[Data listing]
↓

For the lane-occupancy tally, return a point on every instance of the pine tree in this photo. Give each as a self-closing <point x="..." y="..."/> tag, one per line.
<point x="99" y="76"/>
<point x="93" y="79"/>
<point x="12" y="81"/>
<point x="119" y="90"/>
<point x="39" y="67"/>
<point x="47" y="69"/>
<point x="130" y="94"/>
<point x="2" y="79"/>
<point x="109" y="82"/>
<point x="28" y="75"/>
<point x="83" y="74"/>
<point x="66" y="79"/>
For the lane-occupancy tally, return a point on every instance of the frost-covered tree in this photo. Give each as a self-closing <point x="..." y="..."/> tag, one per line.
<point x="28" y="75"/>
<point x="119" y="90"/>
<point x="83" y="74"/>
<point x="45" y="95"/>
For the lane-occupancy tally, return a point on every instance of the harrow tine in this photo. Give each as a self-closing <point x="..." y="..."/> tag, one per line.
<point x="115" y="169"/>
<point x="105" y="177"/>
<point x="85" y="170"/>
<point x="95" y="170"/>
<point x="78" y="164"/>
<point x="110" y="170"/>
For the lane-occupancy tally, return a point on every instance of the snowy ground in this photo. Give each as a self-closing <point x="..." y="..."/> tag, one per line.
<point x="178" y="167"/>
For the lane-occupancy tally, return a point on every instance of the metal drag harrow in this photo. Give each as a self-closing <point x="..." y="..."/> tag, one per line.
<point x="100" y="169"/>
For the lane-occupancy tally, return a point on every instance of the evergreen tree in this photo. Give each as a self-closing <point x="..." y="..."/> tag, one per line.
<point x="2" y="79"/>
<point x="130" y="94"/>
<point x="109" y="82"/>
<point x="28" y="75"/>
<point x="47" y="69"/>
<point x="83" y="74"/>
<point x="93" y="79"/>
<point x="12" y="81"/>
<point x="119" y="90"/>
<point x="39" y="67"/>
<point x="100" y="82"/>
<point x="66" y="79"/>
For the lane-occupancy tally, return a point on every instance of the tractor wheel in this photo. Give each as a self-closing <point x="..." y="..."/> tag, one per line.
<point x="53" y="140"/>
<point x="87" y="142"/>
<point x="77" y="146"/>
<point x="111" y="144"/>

↑

▶ [Exercise task]
Update the data above by replacing "lane-occupancy tally" with "field equipment survey" wherever it occurs, leaving everything else unchanged.

▶ [Response below]
For the field equipment survey, return a point on every instance of the pine tree in this photo. Give each as a self-closing <point x="..." y="..."/> tag, one per line.
<point x="99" y="76"/>
<point x="93" y="79"/>
<point x="12" y="81"/>
<point x="119" y="90"/>
<point x="39" y="67"/>
<point x="47" y="69"/>
<point x="130" y="94"/>
<point x="2" y="79"/>
<point x="109" y="82"/>
<point x="28" y="75"/>
<point x="83" y="74"/>
<point x="66" y="79"/>
For the field equipment survey, return a point on every instance of the frost-covered tree in this photo. Give each as a self-closing <point x="..." y="..."/> tag, one per line.
<point x="28" y="75"/>
<point x="119" y="90"/>
<point x="83" y="74"/>
<point x="45" y="95"/>
For the field equipment survey, return a point on every instance of the harrow tine in this photo. Give each as a self-closing <point x="..." y="..."/> tag, one per line.
<point x="115" y="169"/>
<point x="105" y="177"/>
<point x="85" y="170"/>
<point x="95" y="170"/>
<point x="78" y="164"/>
<point x="110" y="170"/>
For the field equipment survey, return a point on every instance of the snowy ground in this photo. Give each as a self-closing <point x="..." y="..."/> tag, one per line.
<point x="178" y="167"/>
For the field equipment survey, return a point on every instance of the metal drag harrow in this photo. Give each as a self-closing <point x="..." y="..."/> tag, one per line.
<point x="100" y="169"/>
For the field equipment survey, return a point on every instance of the evergreen tree in this photo. Give each as a self-closing <point x="..." y="..."/> tag, one per line.
<point x="2" y="79"/>
<point x="130" y="94"/>
<point x="109" y="82"/>
<point x="28" y="75"/>
<point x="47" y="69"/>
<point x="83" y="74"/>
<point x="93" y="79"/>
<point x="12" y="81"/>
<point x="119" y="90"/>
<point x="39" y="67"/>
<point x="100" y="82"/>
<point x="66" y="79"/>
For the field equipment survey, return a point on every instance of the tractor wheel in this photo. Give each as a self-closing <point x="..." y="..."/> tag, one per line.
<point x="53" y="140"/>
<point x="87" y="142"/>
<point x="77" y="146"/>
<point x="111" y="144"/>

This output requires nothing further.